(Stored data entries)

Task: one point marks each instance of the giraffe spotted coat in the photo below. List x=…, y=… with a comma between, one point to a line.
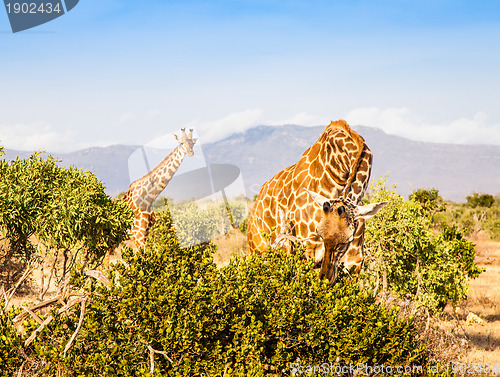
x=337, y=165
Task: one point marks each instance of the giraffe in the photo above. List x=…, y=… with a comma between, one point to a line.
x=142, y=192
x=338, y=165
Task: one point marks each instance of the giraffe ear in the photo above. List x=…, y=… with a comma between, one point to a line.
x=369, y=210
x=319, y=199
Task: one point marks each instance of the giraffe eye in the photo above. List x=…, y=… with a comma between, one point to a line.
x=326, y=207
x=341, y=210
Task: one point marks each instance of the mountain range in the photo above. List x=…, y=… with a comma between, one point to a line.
x=260, y=152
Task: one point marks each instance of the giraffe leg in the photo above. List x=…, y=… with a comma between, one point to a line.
x=354, y=255
x=142, y=222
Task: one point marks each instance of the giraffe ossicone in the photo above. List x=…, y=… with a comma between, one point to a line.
x=144, y=191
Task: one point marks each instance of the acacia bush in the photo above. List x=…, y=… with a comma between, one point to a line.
x=480, y=212
x=404, y=256
x=66, y=209
x=195, y=223
x=170, y=311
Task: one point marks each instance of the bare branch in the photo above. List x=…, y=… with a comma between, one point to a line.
x=13, y=290
x=39, y=329
x=152, y=352
x=20, y=317
x=80, y=322
x=99, y=276
x=34, y=315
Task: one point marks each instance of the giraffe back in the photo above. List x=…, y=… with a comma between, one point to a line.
x=338, y=164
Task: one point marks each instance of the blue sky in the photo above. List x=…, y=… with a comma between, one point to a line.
x=129, y=72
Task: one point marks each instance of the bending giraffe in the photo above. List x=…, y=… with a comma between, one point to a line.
x=143, y=192
x=337, y=167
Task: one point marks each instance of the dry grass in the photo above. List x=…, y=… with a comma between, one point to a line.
x=483, y=344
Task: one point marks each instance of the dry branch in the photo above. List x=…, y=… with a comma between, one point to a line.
x=39, y=329
x=20, y=317
x=80, y=322
x=34, y=315
x=99, y=276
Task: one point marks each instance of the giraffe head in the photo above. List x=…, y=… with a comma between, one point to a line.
x=186, y=141
x=339, y=222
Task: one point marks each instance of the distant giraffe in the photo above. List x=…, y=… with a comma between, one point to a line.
x=143, y=192
x=338, y=165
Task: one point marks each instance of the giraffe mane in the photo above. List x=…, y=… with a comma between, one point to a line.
x=358, y=140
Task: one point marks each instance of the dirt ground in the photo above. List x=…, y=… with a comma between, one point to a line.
x=484, y=301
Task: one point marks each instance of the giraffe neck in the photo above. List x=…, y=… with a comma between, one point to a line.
x=159, y=177
x=145, y=190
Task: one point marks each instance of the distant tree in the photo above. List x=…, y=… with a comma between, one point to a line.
x=480, y=200
x=429, y=199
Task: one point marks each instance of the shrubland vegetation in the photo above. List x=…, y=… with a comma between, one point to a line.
x=168, y=310
x=47, y=211
x=406, y=258
x=171, y=311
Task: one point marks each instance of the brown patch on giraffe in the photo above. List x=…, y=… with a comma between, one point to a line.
x=330, y=167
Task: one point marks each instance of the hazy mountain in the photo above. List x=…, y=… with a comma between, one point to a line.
x=456, y=170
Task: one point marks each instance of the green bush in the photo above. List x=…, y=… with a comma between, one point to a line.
x=256, y=316
x=65, y=208
x=11, y=358
x=405, y=257
x=196, y=224
x=480, y=200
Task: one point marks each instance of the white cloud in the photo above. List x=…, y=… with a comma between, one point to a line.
x=304, y=119
x=235, y=122
x=37, y=136
x=403, y=122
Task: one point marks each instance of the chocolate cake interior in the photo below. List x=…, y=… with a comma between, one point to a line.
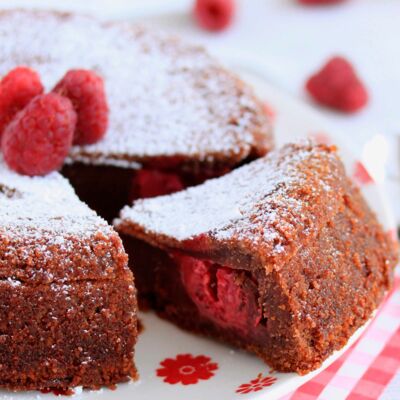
x=281, y=257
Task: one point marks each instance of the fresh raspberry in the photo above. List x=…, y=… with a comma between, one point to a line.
x=39, y=137
x=86, y=91
x=151, y=183
x=320, y=2
x=220, y=293
x=17, y=89
x=337, y=86
x=214, y=15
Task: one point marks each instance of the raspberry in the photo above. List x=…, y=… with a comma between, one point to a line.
x=220, y=293
x=320, y=2
x=86, y=91
x=39, y=137
x=337, y=86
x=17, y=89
x=214, y=15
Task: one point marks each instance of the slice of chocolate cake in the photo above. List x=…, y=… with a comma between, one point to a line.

ACTIVITY:
Skip the pictures and transcribe the rest of the records exactly.

OUTPUT BELOW:
Task: one point marks each instance of the giraffe spotted coat in the photo below. List x=…, y=… with a comma between, one point to a line.
x=337, y=165
Task: one point marks each instance of the giraffe in the photo above. List x=…, y=… with a comma between, one point to a line.
x=142, y=192
x=338, y=165
Task: one point marks each instance of the giraffe ear in the photo above. List x=…, y=… with a comma between, one point to a line.
x=369, y=210
x=319, y=199
Task: one point marks each instance of the giraffe eye in the photo above. List x=…, y=… with a comma between, one point to a line.
x=326, y=207
x=341, y=210
Task: one point marks each instance of the mountain range in the photo above. List x=…, y=… with a comma between, one point to a line.
x=260, y=152
Task: one point marks each instance of the giraffe leg in the photo above. List x=…, y=… with a comma between, one point to a line.
x=354, y=255
x=142, y=222
Task: one point marks each instance of the giraffe ossicone in the photo above. List x=…, y=… with a comma between, one point to a line.
x=144, y=191
Task: one point marks each instance of the acacia bush in the photo above. List x=…, y=… with a comma between, one point to a line.
x=480, y=212
x=404, y=256
x=66, y=209
x=195, y=223
x=170, y=311
Task: one point marks each instance of the bare branch in the photo above. List x=…, y=… with a comma between, one point to a line.
x=13, y=290
x=39, y=329
x=152, y=352
x=20, y=317
x=80, y=322
x=99, y=276
x=34, y=315
Task: one point marks each instance of the giraffe back in the photo above. List x=…, y=… with a comma between, one point to a line.
x=338, y=164
Task: one point marks each instance of the blue sky in the photo above. List x=…, y=… with a comma between, one point to a line.
x=129, y=72
Task: one point marks each instance of the bending giraffe in the photo above. List x=…, y=… with a comma between, one point to a line.
x=143, y=192
x=337, y=167
Task: one point marks each instance of the dry grass in the photo above. List x=…, y=… with a comma between, one point to a line.
x=483, y=344
Task: one point marks each instance of the dry branch in the photo above. List x=…, y=… with a comma between, one point to a line.
x=39, y=329
x=20, y=317
x=80, y=322
x=34, y=315
x=99, y=276
Task: one point marks each instance of the giraffe head in the photo above. List x=…, y=… with a comma between, one point to a line.
x=186, y=141
x=339, y=222
Task: one point marks each instance of the distant giraffe in the photo above. List x=…, y=… with a comma between, one point to a line.
x=143, y=192
x=338, y=165
Task: one point marks each instance of the giraffe mane in the photo above. List x=…, y=… with a comma between, one point to a line.
x=358, y=140
Task: one point marks each instance of the dirt ground in the photo above. List x=…, y=… with a comma between, one point to a line.
x=484, y=301
Task: one point marks each instance of the giraffe neck in the photo above. List x=…, y=… with a comma between, one point to a line.
x=159, y=177
x=145, y=190
Task: one point marks each instance of the distant tree in the photo above. List x=…, y=… with a comma between, one point to a line.
x=480, y=200
x=429, y=199
Task: one point marks each instance of the shrubland vegetation in the photo above. List x=…, y=… with a comma between, one point to a line.
x=168, y=310
x=47, y=211
x=406, y=258
x=171, y=311
Task: one point marks each instance of the brown patch on giraffe in the photo above. List x=…, y=… with a comma between, one point to a line.
x=330, y=167
Task: one point marks each instance of the hazy mountain in the photo above. List x=…, y=… with a comma between, one point to a line.
x=456, y=170
Task: one point marks each instance of the green bush in the photo above. List x=…, y=… with a comma between, one point to a line.
x=256, y=316
x=65, y=208
x=11, y=358
x=405, y=257
x=196, y=224
x=480, y=200
Task: one point marks each instance of the white cloud in the photo above. List x=…, y=… with a comma between, one point to a line.
x=304, y=119
x=235, y=122
x=37, y=136
x=403, y=122
Task: one point marks each instance of the chocolate cake interior in the photo below. List x=…, y=… with a comma between, one point to a line.
x=281, y=257
Task: one point marks each instance of the fresh raspberry in the photo above. List x=…, y=… with a comma between, one point to a line.
x=39, y=137
x=86, y=91
x=151, y=183
x=320, y=2
x=220, y=293
x=17, y=89
x=337, y=86
x=214, y=15
Task: one point marks each instance of the raspberry in the photo above. List x=…, y=… with a comma between, one point to a line.
x=220, y=293
x=320, y=2
x=86, y=91
x=39, y=137
x=337, y=86
x=17, y=89
x=214, y=15
Task: one point marks each instance of the slice of chocolate cake in the photo above. List x=…, y=… with a comma between, one point to a line.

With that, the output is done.